## begin Information provided

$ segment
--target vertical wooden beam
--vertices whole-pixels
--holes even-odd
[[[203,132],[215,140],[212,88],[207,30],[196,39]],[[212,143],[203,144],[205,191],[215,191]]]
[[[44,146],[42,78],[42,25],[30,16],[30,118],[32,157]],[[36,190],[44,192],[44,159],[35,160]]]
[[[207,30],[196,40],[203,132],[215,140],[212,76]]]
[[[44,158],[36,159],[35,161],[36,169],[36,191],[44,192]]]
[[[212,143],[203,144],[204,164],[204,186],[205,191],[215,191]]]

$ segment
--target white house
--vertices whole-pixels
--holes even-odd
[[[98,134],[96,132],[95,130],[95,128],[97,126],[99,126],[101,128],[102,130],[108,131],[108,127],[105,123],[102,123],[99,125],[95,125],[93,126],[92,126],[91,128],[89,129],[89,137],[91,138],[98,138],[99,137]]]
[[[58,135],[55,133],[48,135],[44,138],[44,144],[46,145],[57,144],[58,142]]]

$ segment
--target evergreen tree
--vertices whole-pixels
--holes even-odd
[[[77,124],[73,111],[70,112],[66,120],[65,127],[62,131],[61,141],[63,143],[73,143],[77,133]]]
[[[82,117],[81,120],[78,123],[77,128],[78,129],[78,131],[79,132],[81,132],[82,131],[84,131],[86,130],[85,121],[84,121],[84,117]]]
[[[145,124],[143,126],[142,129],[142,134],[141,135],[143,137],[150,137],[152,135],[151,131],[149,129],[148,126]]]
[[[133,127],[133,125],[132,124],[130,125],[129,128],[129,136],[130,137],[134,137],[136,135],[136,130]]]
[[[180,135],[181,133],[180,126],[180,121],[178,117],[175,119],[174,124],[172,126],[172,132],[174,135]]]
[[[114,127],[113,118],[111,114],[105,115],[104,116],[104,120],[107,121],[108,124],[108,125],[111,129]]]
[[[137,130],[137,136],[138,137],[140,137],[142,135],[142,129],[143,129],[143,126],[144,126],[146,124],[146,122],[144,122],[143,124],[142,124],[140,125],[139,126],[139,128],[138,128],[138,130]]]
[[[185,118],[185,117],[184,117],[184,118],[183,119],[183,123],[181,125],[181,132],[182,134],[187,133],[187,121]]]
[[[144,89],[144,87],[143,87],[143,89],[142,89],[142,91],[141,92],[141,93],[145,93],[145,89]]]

## end Information provided

- Exercise description
Reproduce verbatim the lines starting at the first line of the rows and ending at the line containing "[[[207,30],[196,40],[203,132],[215,140],[212,76]]]", with both of those lines included.

- Answer below
$ segment
--target vertical wooden beam
--vertices whole-pixels
--holes even-odd
[[[203,132],[215,140],[212,88],[207,30],[196,39]],[[212,143],[203,144],[205,191],[215,191]]]
[[[44,146],[42,78],[42,25],[30,16],[30,118],[32,157]],[[36,190],[44,192],[44,159],[35,160]]]
[[[207,30],[196,40],[203,132],[215,140],[212,76]]]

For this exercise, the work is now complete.